**Exercise passage**
History shows that investors typically demand 1% above inflation for T-Bills and 2% above inflation for 30-year Treasury bonds. If inflation turns out to be the 2.6% that the market is forecasting, that equates to 3.6% on T-Bills and 4.6% on the long 30-year Treasury bond, compared to the current yields of 1.7% and 3.1% respectively. The futures market is pricing in 3.2% for short rates one year out, not much different than the market has impounded. The market is clearly assuming that the Federal Reserve will have things under control, will not have to raise short rates more aggressively and inflation will fall back towards their stated 2% inflation target over the next year.

Don’t Bet On It!

That’s a big bet, given the amount of money created by the Fed in just over 2 years since the Covid pandemic started. Inflation expectations are rising, along with wages and costs for companies. If consumers can pay more, then companies will charge more and once prices and wages are higher, the 1970s showed us how hard it was to stop that upwards spiral. So, it looks to us like we could have the worst of all worlds for a bond investor, higher inflation, higher yields and lower bond prices.

Not Rejoicing!!

The table below appeared in our January Market Observer, which we’ve updated for the first six months of 2022. We commented in January that “The financial markets in 2021 continued to rejoice in the plentiful supply, if not oversupply, of money.” Now the markets are fearful of the removal of money by central banks and the stars of 2021 are getting clobbered. There was no safe haven except for cash. Normally, government bonds go up in price and down in yield when “risk assets” sell off, but this was not the case as the Bloomberg U.S. Treasury Bond Index was down 9.1%.

The curious thing is that we are not seeing anything close to panic in the financial markets, except possibly for Crypto and the overvalued Meme and Tech stocks. This makes sense. The discount rate on financial assets is a combination of the “risk free” rate and risk premiums. Most of the damage has been from the rising discount rate, especially on long duration assets like longer term bonds and growth stocks. We have seen government bond yields climb, but we are not seeing anything close to panic or distress in the credit and stock markets, as their risk premium has only increased moderately. Indeed, the LSTA Leveraged Loan Index is only down 4.6% year-to-date, well ahead of U.S. Treasury Bonds and the U.S. Corporate Bond Index.

The charts below of the yield spread on corporate bonds tell this tale. The yield spread of Investment Grade bonds are far below the levels of past distressed markets.

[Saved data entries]
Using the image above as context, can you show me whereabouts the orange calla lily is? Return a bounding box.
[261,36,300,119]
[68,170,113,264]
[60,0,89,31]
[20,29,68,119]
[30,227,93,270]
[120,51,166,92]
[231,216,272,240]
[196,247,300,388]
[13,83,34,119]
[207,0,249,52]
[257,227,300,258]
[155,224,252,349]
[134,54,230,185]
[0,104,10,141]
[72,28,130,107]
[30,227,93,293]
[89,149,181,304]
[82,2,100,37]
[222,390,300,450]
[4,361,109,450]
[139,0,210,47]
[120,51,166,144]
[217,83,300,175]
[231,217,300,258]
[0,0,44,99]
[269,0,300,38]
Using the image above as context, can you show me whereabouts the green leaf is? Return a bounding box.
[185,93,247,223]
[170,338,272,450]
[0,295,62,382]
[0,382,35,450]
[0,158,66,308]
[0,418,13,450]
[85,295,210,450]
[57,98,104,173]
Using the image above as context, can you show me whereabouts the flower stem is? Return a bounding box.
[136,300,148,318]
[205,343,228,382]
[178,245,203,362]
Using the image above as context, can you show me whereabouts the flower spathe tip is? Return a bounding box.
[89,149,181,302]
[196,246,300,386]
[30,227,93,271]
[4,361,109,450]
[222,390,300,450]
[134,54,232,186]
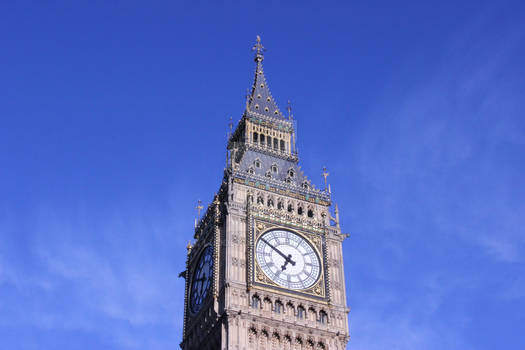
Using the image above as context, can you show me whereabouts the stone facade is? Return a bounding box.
[181,40,349,350]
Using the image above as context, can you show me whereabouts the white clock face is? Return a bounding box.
[255,229,321,290]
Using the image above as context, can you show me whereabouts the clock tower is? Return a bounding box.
[181,37,349,350]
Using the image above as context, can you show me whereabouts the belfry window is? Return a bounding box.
[319,310,328,324]
[252,295,261,309]
[297,306,306,319]
[273,300,283,314]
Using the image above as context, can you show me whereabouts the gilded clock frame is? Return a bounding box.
[248,216,329,302]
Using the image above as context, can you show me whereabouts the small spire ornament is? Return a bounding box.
[252,35,266,62]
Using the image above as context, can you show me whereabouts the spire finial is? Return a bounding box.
[252,35,266,62]
[322,167,330,191]
[195,199,204,228]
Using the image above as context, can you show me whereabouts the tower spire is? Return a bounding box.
[246,35,285,120]
[252,35,266,62]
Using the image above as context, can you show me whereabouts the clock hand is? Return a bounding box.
[261,238,295,270]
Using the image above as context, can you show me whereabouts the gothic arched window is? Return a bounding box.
[297,306,306,319]
[252,295,261,309]
[319,310,328,324]
[273,300,284,314]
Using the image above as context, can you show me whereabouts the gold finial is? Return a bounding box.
[322,167,330,191]
[195,199,204,228]
[252,35,266,62]
[246,88,251,109]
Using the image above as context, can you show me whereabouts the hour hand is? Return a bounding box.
[261,238,295,271]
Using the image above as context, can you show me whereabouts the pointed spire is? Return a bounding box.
[252,35,266,62]
[246,35,286,120]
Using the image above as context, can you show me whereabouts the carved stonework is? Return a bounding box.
[178,39,349,350]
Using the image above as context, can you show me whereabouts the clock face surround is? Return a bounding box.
[255,229,321,290]
[190,246,213,313]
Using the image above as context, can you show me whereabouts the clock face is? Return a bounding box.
[190,246,213,313]
[255,229,321,290]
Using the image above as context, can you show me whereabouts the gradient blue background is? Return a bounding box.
[0,1,525,350]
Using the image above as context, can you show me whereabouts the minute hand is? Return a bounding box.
[261,238,295,270]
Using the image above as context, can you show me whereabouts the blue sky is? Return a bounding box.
[0,1,525,350]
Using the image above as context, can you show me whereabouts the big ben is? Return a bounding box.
[181,37,349,350]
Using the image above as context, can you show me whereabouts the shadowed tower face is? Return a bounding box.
[181,37,349,350]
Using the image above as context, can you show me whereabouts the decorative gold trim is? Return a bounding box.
[249,214,327,301]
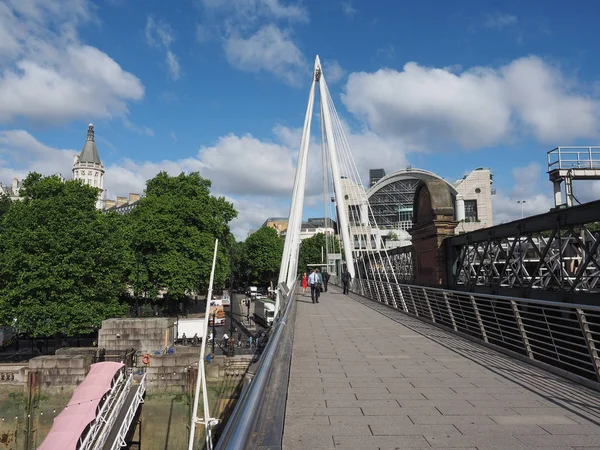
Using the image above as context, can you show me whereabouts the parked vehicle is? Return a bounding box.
[176,319,205,341]
[208,299,225,326]
[0,327,17,348]
[254,298,275,327]
[221,291,231,308]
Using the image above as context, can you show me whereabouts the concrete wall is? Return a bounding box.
[143,347,252,393]
[98,317,174,354]
[456,169,494,234]
[28,355,92,391]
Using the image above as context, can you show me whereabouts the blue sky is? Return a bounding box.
[0,0,600,237]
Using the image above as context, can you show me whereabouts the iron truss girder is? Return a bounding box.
[447,201,600,294]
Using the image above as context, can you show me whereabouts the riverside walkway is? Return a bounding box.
[283,287,600,450]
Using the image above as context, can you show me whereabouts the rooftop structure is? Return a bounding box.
[548,147,600,208]
[73,123,104,209]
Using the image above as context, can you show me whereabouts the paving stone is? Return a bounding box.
[540,424,600,434]
[490,415,576,425]
[327,398,400,408]
[333,436,427,449]
[285,406,363,416]
[283,293,600,450]
[408,414,496,425]
[362,406,440,416]
[515,434,600,448]
[454,424,549,436]
[370,422,460,436]
[423,434,528,450]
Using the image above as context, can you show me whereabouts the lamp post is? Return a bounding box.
[517,200,527,219]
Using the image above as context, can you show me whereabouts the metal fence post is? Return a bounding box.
[396,284,408,312]
[469,295,489,342]
[510,300,535,359]
[575,308,600,380]
[423,288,435,323]
[407,286,419,317]
[443,292,458,331]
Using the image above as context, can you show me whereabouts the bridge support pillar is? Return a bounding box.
[409,180,458,287]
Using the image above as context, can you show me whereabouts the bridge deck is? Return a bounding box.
[283,288,600,450]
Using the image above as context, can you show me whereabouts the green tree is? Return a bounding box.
[0,193,12,222]
[0,173,130,337]
[243,227,284,284]
[231,242,249,286]
[298,233,340,275]
[129,172,237,301]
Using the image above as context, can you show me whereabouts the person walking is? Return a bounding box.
[342,268,352,295]
[302,272,308,294]
[308,269,321,303]
[323,269,329,292]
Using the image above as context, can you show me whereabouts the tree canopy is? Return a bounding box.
[128,172,237,300]
[242,226,284,284]
[298,233,340,274]
[0,173,131,336]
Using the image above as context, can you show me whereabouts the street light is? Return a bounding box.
[517,200,527,219]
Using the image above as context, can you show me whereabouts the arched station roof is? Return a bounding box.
[367,168,458,198]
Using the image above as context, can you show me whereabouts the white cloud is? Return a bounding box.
[167,50,181,80]
[196,0,309,85]
[122,117,154,136]
[0,0,144,124]
[146,16,181,80]
[0,130,75,183]
[225,25,308,84]
[323,60,346,84]
[492,162,554,224]
[342,2,356,17]
[342,56,600,149]
[202,0,309,25]
[485,14,518,30]
[0,118,404,239]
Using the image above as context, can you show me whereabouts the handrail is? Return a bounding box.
[110,373,146,450]
[331,277,600,389]
[216,282,296,450]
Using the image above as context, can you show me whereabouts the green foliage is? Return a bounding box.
[298,233,340,274]
[242,227,284,284]
[231,242,249,286]
[0,173,131,337]
[128,172,237,301]
[0,194,12,222]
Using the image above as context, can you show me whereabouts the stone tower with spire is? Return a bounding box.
[73,123,104,209]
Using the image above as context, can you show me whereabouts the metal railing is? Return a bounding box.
[215,283,296,450]
[446,201,600,303]
[334,279,600,388]
[110,373,146,450]
[548,147,600,172]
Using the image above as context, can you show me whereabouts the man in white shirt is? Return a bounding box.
[308,269,321,303]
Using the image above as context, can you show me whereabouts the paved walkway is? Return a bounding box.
[283,288,600,450]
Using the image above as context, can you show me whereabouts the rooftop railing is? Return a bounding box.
[548,147,600,172]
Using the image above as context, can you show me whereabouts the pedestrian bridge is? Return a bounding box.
[209,58,600,450]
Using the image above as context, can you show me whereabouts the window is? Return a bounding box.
[465,200,477,222]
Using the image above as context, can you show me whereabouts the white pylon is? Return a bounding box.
[275,56,355,314]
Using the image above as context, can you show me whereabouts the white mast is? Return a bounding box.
[316,56,354,278]
[188,239,219,450]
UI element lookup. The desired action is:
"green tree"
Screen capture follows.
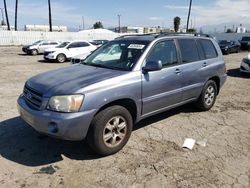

**Exercises**
1 – According to the market commentary, by how much was the Bloomberg U.S. Treasury Bond Index down?
2 – Why, according to the market commentary, are the credit and stock markets showing no panic or distress despite the sell-off?

**Solutions by task**
1 – It was down 9.1%.

2 – The discount rate on financial assets combines the "risk free" rate and risk premiums. Most of the damage has come from the rising discount rate, especially on long-duration assets like longer-term bonds and growth stocks, while the risk premium in credit and stock markets has increased only moderately.